__THE REQUEST__: Reproduce the rows below, swapping each occurrence of "firefighter" for "rescue worker" and leaving everything else unchanged.

───── DATA EXTRACT ─────

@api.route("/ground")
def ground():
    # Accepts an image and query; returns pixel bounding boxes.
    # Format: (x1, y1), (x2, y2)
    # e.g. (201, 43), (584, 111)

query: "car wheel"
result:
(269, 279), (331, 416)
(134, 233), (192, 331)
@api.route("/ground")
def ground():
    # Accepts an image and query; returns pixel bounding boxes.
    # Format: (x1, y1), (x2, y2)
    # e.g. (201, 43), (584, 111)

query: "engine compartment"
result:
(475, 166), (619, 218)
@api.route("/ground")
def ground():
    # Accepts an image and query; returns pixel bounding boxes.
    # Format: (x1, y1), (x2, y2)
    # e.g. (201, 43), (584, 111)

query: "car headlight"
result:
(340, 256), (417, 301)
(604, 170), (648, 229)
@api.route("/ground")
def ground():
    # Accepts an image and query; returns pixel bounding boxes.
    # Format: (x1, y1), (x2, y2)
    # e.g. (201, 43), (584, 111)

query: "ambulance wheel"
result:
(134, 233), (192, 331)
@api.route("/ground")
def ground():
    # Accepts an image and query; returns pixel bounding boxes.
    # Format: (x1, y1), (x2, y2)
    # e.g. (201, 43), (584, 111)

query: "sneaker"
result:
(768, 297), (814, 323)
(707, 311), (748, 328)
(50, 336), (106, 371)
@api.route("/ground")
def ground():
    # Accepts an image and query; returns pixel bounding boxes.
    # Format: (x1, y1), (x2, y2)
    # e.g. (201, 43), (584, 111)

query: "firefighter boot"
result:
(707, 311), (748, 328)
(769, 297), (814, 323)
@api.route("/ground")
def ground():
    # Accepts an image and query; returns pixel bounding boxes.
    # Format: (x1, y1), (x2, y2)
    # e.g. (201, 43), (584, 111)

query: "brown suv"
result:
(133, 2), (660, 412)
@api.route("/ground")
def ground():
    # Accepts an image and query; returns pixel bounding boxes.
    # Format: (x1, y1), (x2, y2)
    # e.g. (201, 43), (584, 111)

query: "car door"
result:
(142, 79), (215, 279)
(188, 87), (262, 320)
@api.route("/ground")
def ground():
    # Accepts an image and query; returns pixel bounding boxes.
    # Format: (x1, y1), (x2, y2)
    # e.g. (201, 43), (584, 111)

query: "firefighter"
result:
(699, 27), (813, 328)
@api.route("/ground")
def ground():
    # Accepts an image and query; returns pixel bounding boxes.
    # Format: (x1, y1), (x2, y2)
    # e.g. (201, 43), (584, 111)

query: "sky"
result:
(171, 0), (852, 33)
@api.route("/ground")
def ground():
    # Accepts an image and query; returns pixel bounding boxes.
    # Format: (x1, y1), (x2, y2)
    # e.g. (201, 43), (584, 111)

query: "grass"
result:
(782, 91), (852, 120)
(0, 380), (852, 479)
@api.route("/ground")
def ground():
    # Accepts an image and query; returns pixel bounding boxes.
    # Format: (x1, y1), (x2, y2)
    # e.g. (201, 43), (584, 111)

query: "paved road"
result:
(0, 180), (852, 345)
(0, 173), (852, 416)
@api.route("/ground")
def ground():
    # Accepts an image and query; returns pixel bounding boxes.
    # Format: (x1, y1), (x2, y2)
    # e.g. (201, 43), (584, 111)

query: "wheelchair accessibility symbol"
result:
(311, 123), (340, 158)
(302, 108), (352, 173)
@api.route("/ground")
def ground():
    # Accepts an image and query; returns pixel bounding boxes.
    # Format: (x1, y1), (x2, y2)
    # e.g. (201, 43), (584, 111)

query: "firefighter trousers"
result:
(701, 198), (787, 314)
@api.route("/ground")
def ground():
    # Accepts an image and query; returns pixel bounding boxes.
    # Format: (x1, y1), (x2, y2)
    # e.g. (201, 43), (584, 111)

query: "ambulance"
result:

─────

__RESPONSE__:
@api.route("/ground")
def ground():
    # Accepts an image and query; returns pixel bounding boxes.
    # Format: (x1, y1), (x2, y2)
    # e.g. (201, 43), (584, 111)

query: "car wheel"
result:
(269, 279), (331, 416)
(134, 233), (192, 331)
@api.route("/ground")
def ground():
    # Accepts an image and query; returns pixel bounding boxes.
    # Format: (x1, y1), (x2, y2)
    # e.g. (201, 43), (584, 111)

query: "engine compartment"
result:
(475, 166), (619, 218)
@api.route("/ground")
def ground():
    # Accepts an image and query; returns pixel bounding boxes.
    # Format: (x1, y1), (x2, y2)
    # e.g. (201, 43), (584, 111)

query: "car headlight"
result:
(340, 256), (417, 301)
(604, 170), (648, 229)
@api.route("/ground")
def ground():
    # Accepts an image and query; returns pixel bounding boxes.
    # Format: (x1, y1), (x2, y2)
    # e.g. (201, 43), (584, 111)

query: "ambulance wheel"
result:
(134, 233), (192, 331)
@api.route("/ground")
def ground():
    # Accepts an image and query; returns pixel bounding boxes.
    # Format: (x1, y1), (x2, y2)
    # e.g. (201, 43), (584, 111)

query: "sneaker"
result:
(768, 297), (814, 323)
(707, 311), (748, 328)
(50, 336), (106, 371)
@api.route("/ground")
def ground():
    # Accepts an image and query; returns pixel bounding boxes.
    # Format: (x1, y1), (x2, y2)
    # e.g. (201, 43), (584, 111)

query: "rescue worker boot"
result:
(707, 311), (748, 328)
(769, 297), (814, 323)
@api.route("/ground")
def ground():
    # Accepts an image and query; returns pixel bounding boxes.
    # Format: (x1, y1), (x2, y2)
    # e.g. (201, 43), (584, 111)

query: "brown suv"
result:
(133, 2), (660, 412)
@api.route("/ground")
def ground():
    # Accepts an image and query; returns pixel bounding boxes.
    # Format: (x1, y1), (x2, y2)
    # e.g. (201, 43), (584, 111)

query: "car door"
result:
(142, 79), (215, 279)
(188, 87), (262, 320)
@api.route("/ground")
def ground():
    # Accepts an image and query; returns pixel bounding boxes.
    # Format: (x1, y1), (x2, y2)
    # e.g. (201, 43), (584, 111)

query: "rescue worker"
result:
(699, 27), (813, 328)
@api.route("/ground")
def ground():
    # Accepts an image and query; returns pixel bounding boxes.
    # Format: (x1, y1), (x2, y2)
    # e.g. (201, 43), (584, 111)

query: "sky"
result:
(171, 0), (852, 33)
@api.route("/ground")
def ground():
    # Accepts an image and query; returns pixel bounding boxes.
    # Format: (x1, y1), (x2, y2)
    # e.g. (201, 43), (584, 111)

query: "grass"
result:
(782, 91), (852, 120)
(0, 380), (852, 479)
@api.route("/ground")
def ground():
    # Accepts an image and query; returns pixel bounding boxes.
    # Format: (x1, y1), (x2, y2)
    # e.g. (201, 43), (584, 111)

query: "paved road"
result:
(0, 180), (852, 345)
(0, 173), (852, 416)
@api.route("/ground")
def ground():
    # Accepts an image and query; returns pixel bounding boxes.
    # Format: (x1, y1), (x2, y2)
    # e.g. (201, 43), (584, 111)

query: "wheelchair accessibility symbol"
result:
(311, 123), (340, 158)
(302, 108), (352, 173)
@api.route("/ground")
def ground():
    # Accepts an image and query; returns pixel bounding boxes.
    # Format: (x1, y1), (x2, y2)
    # e.g. (201, 43), (584, 111)

query: "rescue worker trousers"
result:
(701, 198), (787, 314)
@api.route("/ground")
def ground():
    # Accepts an image and query; returns pixel bounding boxes.
    # Format: (x1, y1), (x2, y2)
    # e.g. (201, 43), (584, 111)

query: "ambulance"
result:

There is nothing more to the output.